> **Given task**: Rewrite the records between the line containing "# draw the outline of every instance of the jacket" and the line containing "454 313 L 456", inclusive, as a numbered list that leaves out blank lines.

Contour labeling entries:
•••••

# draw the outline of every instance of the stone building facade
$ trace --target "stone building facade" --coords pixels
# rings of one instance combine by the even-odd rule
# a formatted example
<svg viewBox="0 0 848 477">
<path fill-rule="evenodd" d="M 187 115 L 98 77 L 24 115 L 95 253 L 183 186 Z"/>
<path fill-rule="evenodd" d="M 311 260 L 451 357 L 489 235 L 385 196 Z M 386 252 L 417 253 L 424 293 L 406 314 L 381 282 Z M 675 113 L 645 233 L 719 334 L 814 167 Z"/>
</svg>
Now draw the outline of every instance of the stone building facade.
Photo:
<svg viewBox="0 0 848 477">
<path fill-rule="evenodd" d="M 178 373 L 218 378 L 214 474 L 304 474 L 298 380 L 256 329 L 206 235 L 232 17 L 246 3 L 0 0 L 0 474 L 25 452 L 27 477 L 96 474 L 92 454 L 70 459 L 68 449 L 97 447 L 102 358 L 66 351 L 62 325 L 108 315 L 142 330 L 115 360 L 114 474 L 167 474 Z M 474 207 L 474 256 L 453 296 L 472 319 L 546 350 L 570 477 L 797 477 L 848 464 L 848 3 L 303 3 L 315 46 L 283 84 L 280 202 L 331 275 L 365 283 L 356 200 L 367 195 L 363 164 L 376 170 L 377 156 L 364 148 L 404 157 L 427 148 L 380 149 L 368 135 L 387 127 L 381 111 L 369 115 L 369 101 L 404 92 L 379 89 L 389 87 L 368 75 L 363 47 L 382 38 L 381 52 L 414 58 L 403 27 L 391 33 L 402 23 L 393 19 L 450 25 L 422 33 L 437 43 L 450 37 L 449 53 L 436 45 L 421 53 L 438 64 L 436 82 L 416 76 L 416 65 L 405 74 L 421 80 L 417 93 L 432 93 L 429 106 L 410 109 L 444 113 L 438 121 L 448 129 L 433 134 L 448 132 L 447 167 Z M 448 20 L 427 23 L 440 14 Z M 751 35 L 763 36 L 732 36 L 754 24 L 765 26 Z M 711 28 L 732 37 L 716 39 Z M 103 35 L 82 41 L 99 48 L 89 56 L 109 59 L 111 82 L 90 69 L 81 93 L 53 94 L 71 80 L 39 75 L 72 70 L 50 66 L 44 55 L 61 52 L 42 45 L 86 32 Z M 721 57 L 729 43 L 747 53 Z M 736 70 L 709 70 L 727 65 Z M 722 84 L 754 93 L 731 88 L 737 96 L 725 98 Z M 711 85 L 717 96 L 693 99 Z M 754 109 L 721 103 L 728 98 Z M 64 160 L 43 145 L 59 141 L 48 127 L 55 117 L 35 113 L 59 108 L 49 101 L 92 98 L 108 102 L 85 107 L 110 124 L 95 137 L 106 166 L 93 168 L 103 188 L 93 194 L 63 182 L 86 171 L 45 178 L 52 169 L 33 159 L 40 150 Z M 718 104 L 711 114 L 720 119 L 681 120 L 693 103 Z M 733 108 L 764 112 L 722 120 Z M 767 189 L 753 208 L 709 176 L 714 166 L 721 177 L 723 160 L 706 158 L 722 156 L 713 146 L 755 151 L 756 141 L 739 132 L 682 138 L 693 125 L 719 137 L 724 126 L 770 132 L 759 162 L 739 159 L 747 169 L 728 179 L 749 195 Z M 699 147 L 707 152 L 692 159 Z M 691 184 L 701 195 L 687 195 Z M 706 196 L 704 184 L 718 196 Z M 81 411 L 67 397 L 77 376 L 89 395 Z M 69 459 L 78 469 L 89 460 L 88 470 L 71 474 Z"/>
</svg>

•••••

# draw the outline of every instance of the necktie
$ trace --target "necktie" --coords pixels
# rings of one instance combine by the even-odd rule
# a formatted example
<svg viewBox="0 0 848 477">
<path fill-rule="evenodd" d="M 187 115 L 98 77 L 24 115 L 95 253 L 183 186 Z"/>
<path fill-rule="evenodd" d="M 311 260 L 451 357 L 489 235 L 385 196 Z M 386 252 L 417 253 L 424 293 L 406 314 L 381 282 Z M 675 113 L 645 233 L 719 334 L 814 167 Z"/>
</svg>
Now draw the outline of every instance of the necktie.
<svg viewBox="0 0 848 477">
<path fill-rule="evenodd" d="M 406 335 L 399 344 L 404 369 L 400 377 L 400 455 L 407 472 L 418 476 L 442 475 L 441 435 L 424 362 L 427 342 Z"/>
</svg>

•••••

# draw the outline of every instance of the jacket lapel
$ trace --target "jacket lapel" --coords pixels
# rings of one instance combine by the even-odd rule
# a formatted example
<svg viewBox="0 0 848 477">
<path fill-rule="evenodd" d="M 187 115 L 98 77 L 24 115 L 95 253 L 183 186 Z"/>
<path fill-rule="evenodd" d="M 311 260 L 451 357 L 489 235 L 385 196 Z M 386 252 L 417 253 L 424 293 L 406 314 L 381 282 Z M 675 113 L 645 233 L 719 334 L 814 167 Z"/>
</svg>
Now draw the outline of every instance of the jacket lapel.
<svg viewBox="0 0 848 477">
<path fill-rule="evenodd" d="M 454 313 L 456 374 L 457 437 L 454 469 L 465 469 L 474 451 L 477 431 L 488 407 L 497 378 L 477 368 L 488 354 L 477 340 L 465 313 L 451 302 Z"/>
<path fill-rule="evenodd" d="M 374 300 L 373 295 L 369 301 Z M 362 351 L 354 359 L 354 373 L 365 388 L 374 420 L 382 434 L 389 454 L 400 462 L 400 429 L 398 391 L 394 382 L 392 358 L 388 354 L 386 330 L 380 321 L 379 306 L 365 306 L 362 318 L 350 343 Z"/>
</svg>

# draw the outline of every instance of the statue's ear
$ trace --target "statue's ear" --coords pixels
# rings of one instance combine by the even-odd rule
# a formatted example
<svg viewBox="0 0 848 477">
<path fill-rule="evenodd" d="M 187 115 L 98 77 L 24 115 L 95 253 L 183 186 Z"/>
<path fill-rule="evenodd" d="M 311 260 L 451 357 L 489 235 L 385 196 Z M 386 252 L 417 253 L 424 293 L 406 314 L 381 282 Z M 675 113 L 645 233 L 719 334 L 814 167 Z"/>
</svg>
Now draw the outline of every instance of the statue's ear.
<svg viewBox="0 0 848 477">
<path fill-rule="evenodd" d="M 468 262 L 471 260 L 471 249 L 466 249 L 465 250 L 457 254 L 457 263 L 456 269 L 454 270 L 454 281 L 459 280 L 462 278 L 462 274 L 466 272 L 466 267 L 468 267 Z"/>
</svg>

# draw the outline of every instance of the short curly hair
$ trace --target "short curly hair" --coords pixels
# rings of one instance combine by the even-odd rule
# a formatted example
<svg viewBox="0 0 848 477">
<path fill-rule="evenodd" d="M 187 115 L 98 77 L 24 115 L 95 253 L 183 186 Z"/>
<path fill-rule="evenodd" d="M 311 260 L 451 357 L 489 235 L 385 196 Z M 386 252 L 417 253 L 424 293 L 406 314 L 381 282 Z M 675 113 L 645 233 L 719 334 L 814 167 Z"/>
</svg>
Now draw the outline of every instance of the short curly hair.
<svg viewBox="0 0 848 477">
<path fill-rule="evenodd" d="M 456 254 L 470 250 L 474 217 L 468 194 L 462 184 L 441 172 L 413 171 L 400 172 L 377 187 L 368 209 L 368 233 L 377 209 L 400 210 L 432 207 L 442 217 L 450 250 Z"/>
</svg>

•••••

> **Solution for this exercise**:
1. # draw the outline of every instance of the jacket lapel
2. $ trace --target "jacket lapel" --coords pixels
3. # rings of one instance combine by the even-odd rule
4. # a formatted example
5. <svg viewBox="0 0 848 477">
6. <path fill-rule="evenodd" d="M 187 115 L 98 77 L 24 115 L 95 253 L 183 186 Z"/>
7. <path fill-rule="evenodd" d="M 311 260 L 451 357 L 489 235 L 385 196 Z M 386 252 L 417 253 L 424 293 L 406 314 L 381 282 Z M 675 113 L 645 233 L 719 334 L 814 167 Z"/>
8. </svg>
9. Now draw the outline of every instance of the jacket lapel.
10. <svg viewBox="0 0 848 477">
11. <path fill-rule="evenodd" d="M 454 313 L 456 374 L 457 437 L 454 469 L 465 469 L 474 451 L 477 431 L 488 407 L 497 378 L 477 368 L 488 354 L 477 340 L 465 313 L 451 302 Z"/>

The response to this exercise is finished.